§ Directive: Reproduce the data exactly.
═══ Material shown
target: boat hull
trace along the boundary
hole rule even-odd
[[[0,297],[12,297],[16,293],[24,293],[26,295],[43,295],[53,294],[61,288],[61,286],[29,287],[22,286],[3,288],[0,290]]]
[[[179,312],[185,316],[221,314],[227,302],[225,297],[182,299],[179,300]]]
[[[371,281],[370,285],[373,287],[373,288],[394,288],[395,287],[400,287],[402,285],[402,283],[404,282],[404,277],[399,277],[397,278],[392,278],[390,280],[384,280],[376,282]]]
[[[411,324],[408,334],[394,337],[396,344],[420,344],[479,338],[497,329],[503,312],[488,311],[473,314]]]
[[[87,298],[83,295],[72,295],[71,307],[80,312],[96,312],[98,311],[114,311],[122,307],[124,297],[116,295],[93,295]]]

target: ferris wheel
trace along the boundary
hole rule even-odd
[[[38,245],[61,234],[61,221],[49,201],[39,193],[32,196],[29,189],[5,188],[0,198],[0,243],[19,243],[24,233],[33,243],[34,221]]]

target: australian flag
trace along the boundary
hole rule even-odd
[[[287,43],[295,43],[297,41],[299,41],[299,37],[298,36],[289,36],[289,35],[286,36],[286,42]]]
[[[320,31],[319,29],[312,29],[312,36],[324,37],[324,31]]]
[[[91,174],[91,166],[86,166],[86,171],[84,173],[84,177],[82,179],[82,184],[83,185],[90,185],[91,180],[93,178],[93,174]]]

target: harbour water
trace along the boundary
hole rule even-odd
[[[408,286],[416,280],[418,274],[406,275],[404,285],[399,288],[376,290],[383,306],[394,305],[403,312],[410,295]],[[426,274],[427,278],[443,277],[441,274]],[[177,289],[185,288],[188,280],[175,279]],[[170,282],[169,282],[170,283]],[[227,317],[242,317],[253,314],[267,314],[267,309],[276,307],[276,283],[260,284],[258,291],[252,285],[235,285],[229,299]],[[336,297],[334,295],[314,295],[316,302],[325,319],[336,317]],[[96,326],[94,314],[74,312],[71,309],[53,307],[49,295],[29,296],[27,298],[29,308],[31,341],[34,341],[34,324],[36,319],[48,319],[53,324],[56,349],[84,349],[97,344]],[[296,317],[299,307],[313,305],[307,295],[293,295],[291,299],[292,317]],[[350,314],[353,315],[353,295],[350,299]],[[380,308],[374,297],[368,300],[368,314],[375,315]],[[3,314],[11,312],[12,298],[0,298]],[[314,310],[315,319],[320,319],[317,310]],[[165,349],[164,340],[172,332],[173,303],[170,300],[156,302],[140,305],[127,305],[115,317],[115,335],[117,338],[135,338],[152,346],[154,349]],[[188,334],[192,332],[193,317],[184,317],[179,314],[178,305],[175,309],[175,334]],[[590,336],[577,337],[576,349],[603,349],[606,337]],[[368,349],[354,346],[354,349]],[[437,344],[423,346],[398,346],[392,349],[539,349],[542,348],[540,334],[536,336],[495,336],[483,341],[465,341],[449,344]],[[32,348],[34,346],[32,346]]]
══════
§ Output for this task:
target: boat hull
trace along the boundary
hole rule even-odd
[[[0,297],[12,297],[16,293],[24,293],[26,295],[43,295],[53,294],[61,288],[61,286],[29,287],[22,286],[3,288],[0,290]]]
[[[179,312],[185,316],[221,314],[227,302],[225,297],[182,299],[179,300]]]
[[[371,281],[370,285],[373,287],[373,288],[394,288],[395,287],[400,287],[402,285],[402,283],[404,282],[404,277],[399,277],[397,278],[392,278],[390,280],[384,280],[376,282]]]
[[[411,324],[408,334],[394,337],[396,344],[420,344],[479,338],[497,329],[503,312],[488,311],[473,314]]]
[[[87,298],[83,295],[72,295],[71,307],[80,312],[96,312],[98,311],[114,311],[122,307],[124,297],[116,295],[93,295]]]

target: ferris wheel
trace along the boundary
hole rule even-odd
[[[38,245],[61,234],[61,221],[49,201],[39,193],[32,196],[29,189],[5,188],[0,198],[0,243],[19,243],[24,233],[33,243],[34,221]]]

target: australian flag
trace along the boundary
hole rule even-odd
[[[287,43],[295,43],[297,41],[299,41],[299,37],[298,36],[289,36],[289,35],[286,36],[286,42]]]
[[[320,31],[319,29],[312,29],[312,36],[324,37],[324,31]]]
[[[91,174],[91,166],[86,166],[86,171],[84,173],[84,177],[82,179],[82,184],[83,185],[90,185],[91,180],[93,178],[93,174]]]

target: harbour water
trace along the boundary
hole rule even-odd
[[[408,286],[416,280],[418,274],[406,275],[404,285],[399,288],[376,290],[383,306],[394,305],[403,312],[410,295]],[[426,274],[427,278],[443,277],[441,274]],[[177,289],[185,288],[188,280],[175,279]],[[170,282],[169,282],[170,283]],[[227,317],[242,317],[253,314],[267,314],[267,309],[276,307],[276,283],[260,284],[258,291],[252,285],[235,285],[229,299]],[[336,297],[334,295],[314,295],[316,302],[325,319],[336,317]],[[96,326],[94,314],[74,312],[71,309],[53,307],[49,295],[29,296],[27,298],[29,308],[31,341],[34,341],[34,324],[36,319],[48,319],[53,324],[56,349],[84,349],[97,344]],[[296,317],[299,307],[313,305],[307,295],[293,295],[291,299],[292,317]],[[350,314],[353,315],[353,295],[350,299]],[[380,308],[374,297],[368,300],[368,314],[375,315]],[[3,314],[11,312],[12,298],[0,298]],[[314,310],[315,319],[320,319],[317,310]],[[165,349],[164,340],[172,332],[173,303],[170,300],[156,302],[140,305],[127,305],[115,317],[115,335],[117,338],[135,338],[152,346],[154,349]],[[188,334],[192,332],[193,317],[184,317],[179,314],[178,305],[175,309],[175,334]],[[590,336],[577,337],[576,349],[603,349],[606,337]],[[368,349],[354,346],[354,349]],[[437,344],[423,346],[398,346],[392,349],[539,349],[542,348],[540,334],[536,336],[495,336],[483,341],[465,341],[449,344]],[[32,348],[34,346],[32,346]]]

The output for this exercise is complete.